PAGE EXTRACT:
======

Browning Slayer said:


> If Auburn didn't suck so bad I would probably get some bites too. But unfortunately the Dawgs have not been nice to Auburn. Heck, Auburn beats Bama more often then they beat us.


They work all season on game planning for Bama. That is all that matters to them. Losing to UGA is bad for them but not like losing to Bama. They could lose every game and then beat Bama and they would give a contract extension to the coach constantly digging in his nose.


----------



## Throwback (Nov 11, 2019)

Best thing could happen to the dawgs is to beat auburn and then auburn beat Alabama


----------



## Browning Slayer (Nov 11, 2019)

Throwback said:


> Best thing could happen to the dawgs is to beat auburn and then auburn beat Alabama


It’s what I want to happen! 

But we’re talking UGA/Auburn.. You in?

======

DATASET CONTENT:

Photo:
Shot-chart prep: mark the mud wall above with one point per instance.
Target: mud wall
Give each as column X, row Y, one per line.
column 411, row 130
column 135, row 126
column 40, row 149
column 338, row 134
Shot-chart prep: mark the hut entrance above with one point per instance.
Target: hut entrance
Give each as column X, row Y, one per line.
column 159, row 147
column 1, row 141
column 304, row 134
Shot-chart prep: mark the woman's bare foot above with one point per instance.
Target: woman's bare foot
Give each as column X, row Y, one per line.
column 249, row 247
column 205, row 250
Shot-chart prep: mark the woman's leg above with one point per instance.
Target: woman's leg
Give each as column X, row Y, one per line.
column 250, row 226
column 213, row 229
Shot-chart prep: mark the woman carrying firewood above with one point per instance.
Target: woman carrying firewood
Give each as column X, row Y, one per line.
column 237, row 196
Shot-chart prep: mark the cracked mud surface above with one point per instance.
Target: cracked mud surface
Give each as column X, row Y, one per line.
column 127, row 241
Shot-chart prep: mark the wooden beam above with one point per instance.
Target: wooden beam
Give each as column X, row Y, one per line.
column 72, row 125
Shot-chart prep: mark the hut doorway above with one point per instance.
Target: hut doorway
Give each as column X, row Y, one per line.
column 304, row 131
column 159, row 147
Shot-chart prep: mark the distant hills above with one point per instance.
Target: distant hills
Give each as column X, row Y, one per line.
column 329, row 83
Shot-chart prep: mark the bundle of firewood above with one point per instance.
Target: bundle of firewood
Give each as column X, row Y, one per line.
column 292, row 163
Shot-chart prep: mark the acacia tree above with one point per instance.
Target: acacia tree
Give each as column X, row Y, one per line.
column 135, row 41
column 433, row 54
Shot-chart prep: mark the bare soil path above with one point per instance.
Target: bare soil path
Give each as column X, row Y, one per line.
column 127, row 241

======

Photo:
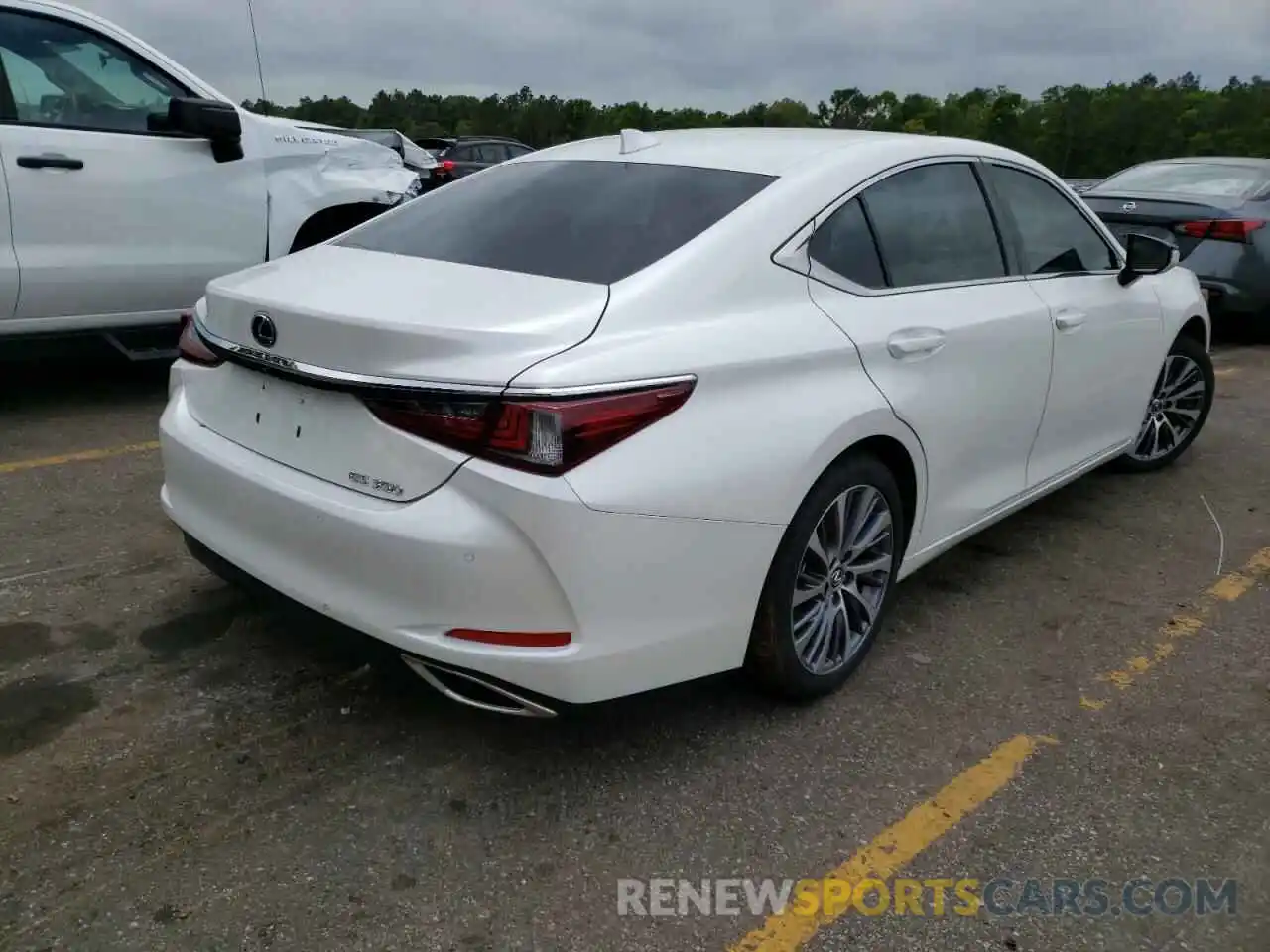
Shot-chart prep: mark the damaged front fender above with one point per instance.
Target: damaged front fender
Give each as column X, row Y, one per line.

======

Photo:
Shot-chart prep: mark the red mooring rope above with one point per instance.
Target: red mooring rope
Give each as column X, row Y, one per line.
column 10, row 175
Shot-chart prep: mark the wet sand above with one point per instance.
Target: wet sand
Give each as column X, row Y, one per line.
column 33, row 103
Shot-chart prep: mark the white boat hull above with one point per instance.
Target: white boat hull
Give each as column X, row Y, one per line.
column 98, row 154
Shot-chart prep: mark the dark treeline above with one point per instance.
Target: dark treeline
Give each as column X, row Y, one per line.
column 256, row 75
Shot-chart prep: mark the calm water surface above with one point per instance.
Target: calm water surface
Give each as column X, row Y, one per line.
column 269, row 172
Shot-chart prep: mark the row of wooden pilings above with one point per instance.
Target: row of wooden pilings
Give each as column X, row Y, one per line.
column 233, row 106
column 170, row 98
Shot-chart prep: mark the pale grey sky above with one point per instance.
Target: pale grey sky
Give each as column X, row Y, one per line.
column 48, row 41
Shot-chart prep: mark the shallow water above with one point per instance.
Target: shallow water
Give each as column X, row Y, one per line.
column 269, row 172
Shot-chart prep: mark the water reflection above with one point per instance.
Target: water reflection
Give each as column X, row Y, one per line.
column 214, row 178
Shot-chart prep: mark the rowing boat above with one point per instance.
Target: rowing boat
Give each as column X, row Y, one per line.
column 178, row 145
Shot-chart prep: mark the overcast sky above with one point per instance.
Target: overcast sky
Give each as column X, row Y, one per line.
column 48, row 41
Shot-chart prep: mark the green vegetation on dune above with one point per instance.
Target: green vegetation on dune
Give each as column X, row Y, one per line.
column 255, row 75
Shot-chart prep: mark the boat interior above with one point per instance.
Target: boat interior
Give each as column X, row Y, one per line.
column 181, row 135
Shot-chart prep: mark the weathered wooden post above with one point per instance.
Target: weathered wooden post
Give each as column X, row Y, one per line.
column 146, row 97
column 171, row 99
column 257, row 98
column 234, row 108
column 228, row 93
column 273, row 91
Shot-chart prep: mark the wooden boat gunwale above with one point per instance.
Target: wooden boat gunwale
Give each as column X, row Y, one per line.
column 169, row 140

======

PARTS OF THE EXERCISE:
a) Rewrite the part of the rows that opens with the line containing "Shot-chart prep: mark the calm" and closes with the line containing "column 214, row 178", replacing "Target" with "Object" and leaving everything else unchanged.
b) Write the next part of the football forum thread, picking up after its final post.
The football forum thread and the rows have nothing to do with each other.

ANSWERS TO THE EXERCISES:
a)
Shot-chart prep: mark the calm water surface above with one point per instance.
Object: calm water surface
Give each as column X, row Y, one per line.
column 269, row 172
Shot-chart prep: mark the row of wooden pilings above with one point per instance.
Object: row of wooden pilings
Give each as column X, row Y, one per line.
column 233, row 106
column 170, row 98
Shot-chart prep: mark the pale grey sky above with one point per instance.
Object: pale grey sky
Give each as column X, row Y, one per line.
column 48, row 41
Shot-chart prep: mark the shallow water above with one point per instance.
Object: shallow water
Give each as column X, row Y, one per line.
column 269, row 172
Shot-chart prep: mark the water reflection above with one point per instance.
Object: water reflection
Give each as column X, row Y, one per line.
column 214, row 178

b)
----------



## Throwback (Nov 11, 2019)




----------



## fairhopebama (Nov 11, 2019)

Throwback said:


> Best thing could happen to the dawgs is to beat auburn and then auburn beat Alabama


So your first post has nothing to do with the avatar bet but instead goes to Bama. Go figure.


----------



## Throwback (Nov 11, 2019)

Browning Slayer said:


> It’s what I want to happen!
> 
> But we’re talking UGA/Auburn.. You in?


But it won’t gonna happen cause auburn is gonna beat the dawgs and then dawgs go to belk bowl


----------



## Throwback (Nov 11, 2019)

fairhopebama said:


> So your first post has nothing to do with the avatar bet but instead goes to Bama. Go figure.


----------



## fairhopebama (Nov 11, 2019)

Throwback said:


> View attachment 990744


Before Auburn won theirs in 2010 it was 1958 since their last one. UGA still has a few years before they hit that dry spell.


----------



## fairhopebama (Nov 11, 2019)

Throwback said:


> View attachment 990745


Same cupcake that you all played in the SEC west


----------



## Browning Slayer (Nov 11, 2019)

fairhopebama said:


> So your first post has nothing to do with the avatar bet but instead goes to Bama. Go figure.


I told ya.. 

He's been pulling the Bama card since we beat the snot out of Auburn in Atlanta.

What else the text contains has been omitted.